Copy out each line of the items below that contains the word "truck".
═════ Record list
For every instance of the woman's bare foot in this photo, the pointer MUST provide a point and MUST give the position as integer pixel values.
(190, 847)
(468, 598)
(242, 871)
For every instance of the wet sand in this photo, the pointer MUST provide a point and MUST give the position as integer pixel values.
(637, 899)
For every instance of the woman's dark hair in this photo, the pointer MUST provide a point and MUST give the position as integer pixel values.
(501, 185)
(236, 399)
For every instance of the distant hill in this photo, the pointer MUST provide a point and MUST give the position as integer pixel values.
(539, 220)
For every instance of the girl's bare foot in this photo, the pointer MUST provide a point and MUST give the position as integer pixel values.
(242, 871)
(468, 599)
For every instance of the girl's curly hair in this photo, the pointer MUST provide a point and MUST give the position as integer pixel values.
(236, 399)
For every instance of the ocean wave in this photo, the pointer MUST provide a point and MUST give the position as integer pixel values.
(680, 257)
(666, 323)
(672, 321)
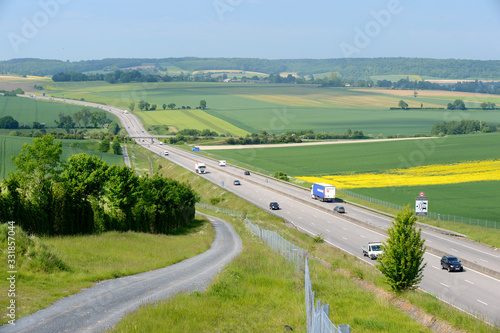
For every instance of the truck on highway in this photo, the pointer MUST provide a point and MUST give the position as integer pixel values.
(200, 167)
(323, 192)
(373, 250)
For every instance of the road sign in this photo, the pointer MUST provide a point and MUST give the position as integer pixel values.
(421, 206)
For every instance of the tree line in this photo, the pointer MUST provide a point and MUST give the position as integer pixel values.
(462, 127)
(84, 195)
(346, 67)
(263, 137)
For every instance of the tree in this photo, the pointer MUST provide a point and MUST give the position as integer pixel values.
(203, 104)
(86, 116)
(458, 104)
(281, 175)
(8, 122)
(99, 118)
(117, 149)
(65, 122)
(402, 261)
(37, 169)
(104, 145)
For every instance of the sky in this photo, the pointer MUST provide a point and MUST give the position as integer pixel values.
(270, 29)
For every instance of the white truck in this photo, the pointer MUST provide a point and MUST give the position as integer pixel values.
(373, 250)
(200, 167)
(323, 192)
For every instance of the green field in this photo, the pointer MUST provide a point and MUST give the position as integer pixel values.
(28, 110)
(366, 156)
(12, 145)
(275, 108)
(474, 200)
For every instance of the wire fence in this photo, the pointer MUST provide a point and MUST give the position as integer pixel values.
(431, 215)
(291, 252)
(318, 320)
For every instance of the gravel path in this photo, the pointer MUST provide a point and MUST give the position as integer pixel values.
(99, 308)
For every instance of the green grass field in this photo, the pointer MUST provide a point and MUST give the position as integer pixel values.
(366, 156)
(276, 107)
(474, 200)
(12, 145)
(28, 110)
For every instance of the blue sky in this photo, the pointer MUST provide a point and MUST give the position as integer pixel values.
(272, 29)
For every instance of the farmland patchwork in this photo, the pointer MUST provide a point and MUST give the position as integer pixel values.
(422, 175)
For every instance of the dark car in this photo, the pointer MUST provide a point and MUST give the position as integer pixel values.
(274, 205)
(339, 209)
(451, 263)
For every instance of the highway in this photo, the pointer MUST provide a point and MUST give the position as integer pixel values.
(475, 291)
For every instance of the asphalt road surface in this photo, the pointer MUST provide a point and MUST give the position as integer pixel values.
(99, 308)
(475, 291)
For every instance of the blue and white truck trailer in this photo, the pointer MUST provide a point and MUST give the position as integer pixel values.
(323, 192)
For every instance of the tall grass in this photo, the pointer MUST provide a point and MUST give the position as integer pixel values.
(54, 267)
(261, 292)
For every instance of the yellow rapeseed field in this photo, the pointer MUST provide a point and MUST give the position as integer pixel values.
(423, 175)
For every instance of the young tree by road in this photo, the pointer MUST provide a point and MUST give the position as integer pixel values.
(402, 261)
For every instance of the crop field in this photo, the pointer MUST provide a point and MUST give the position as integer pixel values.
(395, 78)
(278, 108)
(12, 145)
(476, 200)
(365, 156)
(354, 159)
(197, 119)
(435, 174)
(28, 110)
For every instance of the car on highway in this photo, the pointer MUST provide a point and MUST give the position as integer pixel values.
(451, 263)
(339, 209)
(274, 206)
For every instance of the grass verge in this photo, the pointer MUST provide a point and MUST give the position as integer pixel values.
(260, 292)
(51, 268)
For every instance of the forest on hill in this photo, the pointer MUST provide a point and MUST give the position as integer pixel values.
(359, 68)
══════════
═════ Record list
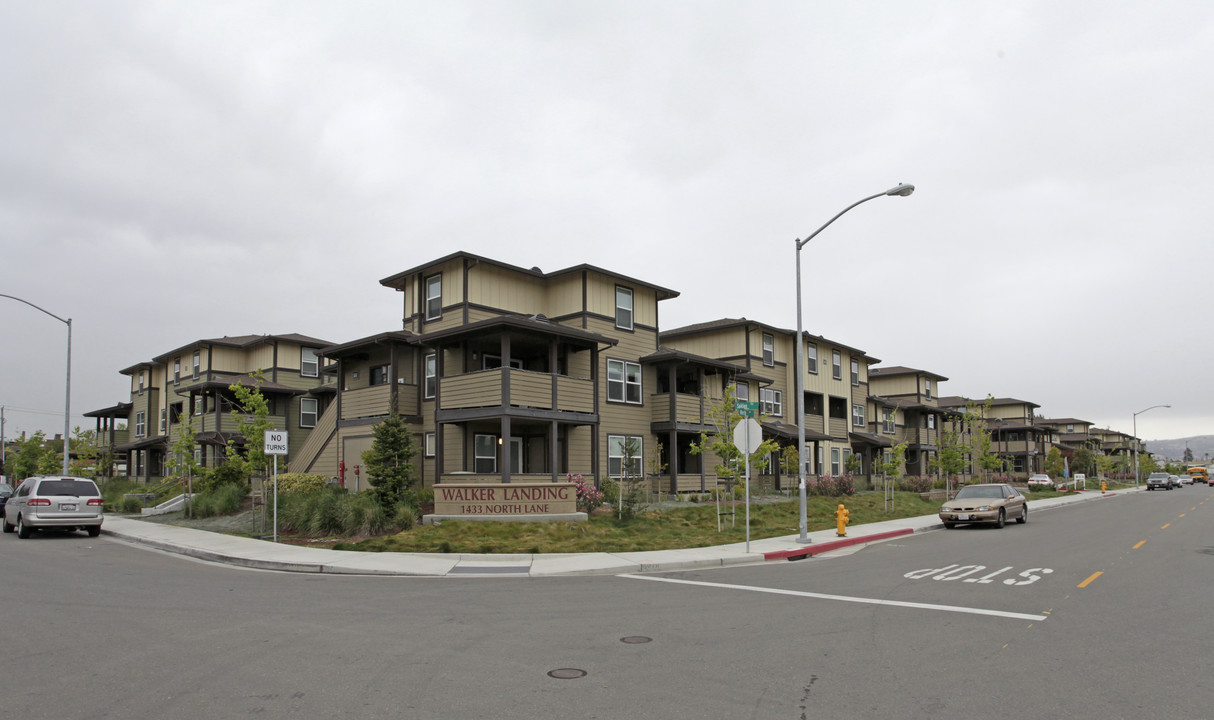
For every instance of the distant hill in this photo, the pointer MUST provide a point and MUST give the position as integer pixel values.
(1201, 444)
══════════
**Solved exercise**
For every instance of the truck on highway in this photo, the pointer MUST provide a point and MUST give the position as integer pixel values.
For every instance of the white truck in this photo, the pointer MUST provide a point and MUST give the position as integer pixel values.
For every instance of the blue and white truck trailer in this photo, the pointer MUST provide a point and MUST give the position as integer pixel values.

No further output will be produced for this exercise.